→ **Written task**: Reproduce the material below word for word, keeping every line unchanged and in the same order.

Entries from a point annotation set
|---|
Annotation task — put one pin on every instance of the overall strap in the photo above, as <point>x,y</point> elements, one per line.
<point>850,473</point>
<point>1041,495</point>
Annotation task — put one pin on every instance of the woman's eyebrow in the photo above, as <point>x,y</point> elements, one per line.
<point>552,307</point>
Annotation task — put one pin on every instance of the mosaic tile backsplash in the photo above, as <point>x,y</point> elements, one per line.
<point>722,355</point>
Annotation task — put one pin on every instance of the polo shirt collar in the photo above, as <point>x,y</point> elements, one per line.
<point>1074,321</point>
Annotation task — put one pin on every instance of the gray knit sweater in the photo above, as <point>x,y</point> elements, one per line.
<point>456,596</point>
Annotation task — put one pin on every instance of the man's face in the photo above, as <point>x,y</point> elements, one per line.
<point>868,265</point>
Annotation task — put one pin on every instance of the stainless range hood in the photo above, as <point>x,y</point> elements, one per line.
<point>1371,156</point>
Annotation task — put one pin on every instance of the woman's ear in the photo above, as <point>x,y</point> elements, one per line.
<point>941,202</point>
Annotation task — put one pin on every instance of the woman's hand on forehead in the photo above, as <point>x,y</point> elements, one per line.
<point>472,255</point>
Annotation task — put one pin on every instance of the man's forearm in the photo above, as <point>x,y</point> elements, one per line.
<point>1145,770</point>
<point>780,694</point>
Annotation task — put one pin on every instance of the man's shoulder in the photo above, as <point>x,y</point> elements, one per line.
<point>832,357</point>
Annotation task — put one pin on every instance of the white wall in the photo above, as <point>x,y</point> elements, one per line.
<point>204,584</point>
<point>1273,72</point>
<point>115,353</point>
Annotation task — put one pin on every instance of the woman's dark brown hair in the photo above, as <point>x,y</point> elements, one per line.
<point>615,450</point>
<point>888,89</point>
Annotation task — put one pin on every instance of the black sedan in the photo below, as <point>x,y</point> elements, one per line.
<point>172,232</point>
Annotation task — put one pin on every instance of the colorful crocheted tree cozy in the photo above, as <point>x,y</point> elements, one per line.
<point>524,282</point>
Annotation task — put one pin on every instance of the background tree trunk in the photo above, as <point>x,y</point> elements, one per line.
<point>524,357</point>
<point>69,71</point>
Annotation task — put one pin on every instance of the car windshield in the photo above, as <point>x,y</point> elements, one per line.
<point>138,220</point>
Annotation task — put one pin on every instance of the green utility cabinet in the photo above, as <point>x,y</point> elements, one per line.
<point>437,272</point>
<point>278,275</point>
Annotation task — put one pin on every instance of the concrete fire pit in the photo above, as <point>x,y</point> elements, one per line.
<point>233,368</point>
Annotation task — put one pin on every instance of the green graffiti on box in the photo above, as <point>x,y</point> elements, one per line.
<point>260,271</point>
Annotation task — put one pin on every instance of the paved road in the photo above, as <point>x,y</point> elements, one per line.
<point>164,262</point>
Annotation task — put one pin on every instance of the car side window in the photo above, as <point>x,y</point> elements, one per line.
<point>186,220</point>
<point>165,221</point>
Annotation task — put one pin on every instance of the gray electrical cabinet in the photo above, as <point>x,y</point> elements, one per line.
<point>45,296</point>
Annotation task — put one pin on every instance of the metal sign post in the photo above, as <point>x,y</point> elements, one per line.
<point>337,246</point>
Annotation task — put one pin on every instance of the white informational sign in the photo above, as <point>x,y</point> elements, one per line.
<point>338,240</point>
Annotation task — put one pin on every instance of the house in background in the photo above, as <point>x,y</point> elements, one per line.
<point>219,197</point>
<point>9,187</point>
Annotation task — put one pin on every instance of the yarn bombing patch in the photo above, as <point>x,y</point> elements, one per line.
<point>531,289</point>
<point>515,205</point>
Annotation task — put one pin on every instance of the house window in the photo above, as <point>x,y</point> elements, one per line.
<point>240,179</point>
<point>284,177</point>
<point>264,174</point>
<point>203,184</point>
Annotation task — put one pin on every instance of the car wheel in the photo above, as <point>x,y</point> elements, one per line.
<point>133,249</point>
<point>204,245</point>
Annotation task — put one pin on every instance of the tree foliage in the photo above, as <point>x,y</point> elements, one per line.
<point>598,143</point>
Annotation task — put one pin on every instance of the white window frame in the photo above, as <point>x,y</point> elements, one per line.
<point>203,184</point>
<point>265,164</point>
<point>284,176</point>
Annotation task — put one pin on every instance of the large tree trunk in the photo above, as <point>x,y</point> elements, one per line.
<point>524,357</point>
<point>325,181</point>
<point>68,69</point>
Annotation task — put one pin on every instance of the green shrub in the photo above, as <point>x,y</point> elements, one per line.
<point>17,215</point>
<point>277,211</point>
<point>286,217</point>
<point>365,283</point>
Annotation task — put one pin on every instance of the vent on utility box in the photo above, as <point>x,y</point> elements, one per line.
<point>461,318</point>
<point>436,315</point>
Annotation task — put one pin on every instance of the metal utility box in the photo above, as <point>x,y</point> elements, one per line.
|---|
→ **Task response**:
Annotation task — put one pin on every instance of the overall strap in the photo above, as <point>x,y</point> elements, one per line.
<point>850,473</point>
<point>1041,495</point>
Annotation task — put one pin on every instance of the woman's eyebrow in the photo above, as <point>x,y</point> elements, one per line.
<point>552,307</point>
Annotation task — put one pin on every instance of the mosaic tile backsplash in the photo above, as <point>x,y</point> elements, one per line.
<point>722,355</point>
Annotation task — put one pin on every instance of the polo shirt collar in the photo above, as <point>x,y</point> elements, one per line.
<point>1074,321</point>
Annotation task — put one pin on every instance of the gray knit sweater in the photo above, as <point>x,y</point> elements, one per line.
<point>456,596</point>
Annotation task — put one pin on every instance of the man's face in the photo above, as <point>x,y</point> elements, one per line.
<point>868,265</point>
Annotation task — put one pin on every instance of the stainless range hood in the photo above, as <point>x,y</point> elements, one per line.
<point>1371,156</point>
Annotation task — put one pin on every instance of the woman's ear in the photo above, as <point>x,y</point> elements, one per line.
<point>941,202</point>
Annotation task — put one pin on every instance of the woman's hand on forehead in the photo above, as <point>x,y</point> elements, one per line.
<point>472,255</point>
Annotation task — put one pin on every instance of the man's forearm in the photo above, as <point>x,y</point> elements, one per line.
<point>1145,770</point>
<point>780,694</point>
Annotation task — put one pin on every instance of the man's shoulder in the photo above, as <point>x,y</point> elements, one per line.
<point>832,357</point>
Annotation task — put one pin on every instance of the white wall in the photo above, as <point>x,y</point> elements, one per line.
<point>204,584</point>
<point>1273,72</point>
<point>115,353</point>
Annotation task — put one pin on every instance of the woman's dark brown hair in the photo above, as <point>x,y</point> elements, one per line.
<point>615,450</point>
<point>888,89</point>
Annotation task — put one pin on every instance of the black sedan in the photo below, as <point>x,y</point> elements, one per line.
<point>172,232</point>
Annotation task — put one pin on every instance of the colorful crocheted tree cozy in the photo above, as <point>x,y</point> elements, one per line.
<point>524,282</point>
Annotation task — put one pin on every instance of the background tree trunk in the photo above, as <point>x,y</point> elements, one per line.
<point>524,357</point>
<point>69,71</point>
Annotation task — put one pin on every instance of the car windshield in the photo above, as <point>x,y</point> elements, one per line.
<point>138,220</point>
Annotation task — put one pin on every instance of the green utility cabinet in the photo above, as <point>x,y</point> elements, one per line.
<point>437,272</point>
<point>278,275</point>
Annotation task — put one pin on every instance of the concrete fire pit in the photo above, as <point>x,y</point> elements, one per line.
<point>233,368</point>
Annotation task — put one pin on every instance of the green graffiti on box in the photo above, as <point>x,y</point> elements, one per line.
<point>260,271</point>
Annotation task — put one pin on every instance of the paved road in the photo above, as <point>x,y</point> elements, one per line.
<point>164,262</point>
Annotation task — put one pin on every instance of the car side window in the photo above, as <point>x,y</point> elements, one per line.
<point>186,220</point>
<point>165,221</point>
Annotation task — put one pin on every instance of the gray electrical cabinet in the photo above, as <point>x,y</point> elements, one per line.
<point>45,296</point>
Annotation task — put one pin on every instance of the metal sign post in the photo above, as <point>x,y</point> elements, one per line.
<point>337,246</point>
Annotation task — put one pin on every instance of the white informational sign in the photo above, as <point>x,y</point> elements, one per line.
<point>338,240</point>
Annotation task — put one pin on every instance of the house in background in the photo above, as <point>x,y</point> elements, one per line.
<point>219,197</point>
<point>9,187</point>
Annotation task — put one pin on every instance of the yarn bombing patch in the photo above, as <point>x,y</point> elements, one per line.
<point>531,289</point>
<point>515,205</point>
Annotation task — put one pin on every instance of the house window in the photo above, as <point>x,y</point> elements, one per line.
<point>240,179</point>
<point>284,177</point>
<point>264,174</point>
<point>203,184</point>
Annotation task — put one pin on every instance of the car wheel in the photo above, as <point>x,y</point> elements, one per line.
<point>133,249</point>
<point>204,245</point>
Annotation task — put one pin on every instance of the tree foliage in the photo above, as <point>x,y</point> elements, one per line.
<point>598,143</point>
Annotation task — put one pin on every instance of the white window frame in the photo above, as <point>x,y</point> elements, one per line.
<point>203,184</point>
<point>265,164</point>
<point>284,176</point>
Annotation task — put one pin on every instance of the large tree trunk in the photo above, as <point>x,y</point> elements, one per line.
<point>524,357</point>
<point>325,181</point>
<point>68,69</point>
Annotation task — put one pin on every instance of the green shrub in the photo above, as <point>x,y</point> elements, one per line.
<point>17,215</point>
<point>277,211</point>
<point>286,217</point>
<point>365,283</point>
Annotation task — put one pin on every instance of the vent on utility box in the photo above, as <point>x,y</point> elements, one per line.
<point>461,318</point>
<point>436,315</point>
Annotation task — put one pin on every instance of the metal utility box in the photo above, as <point>x,y</point> elements, one per line.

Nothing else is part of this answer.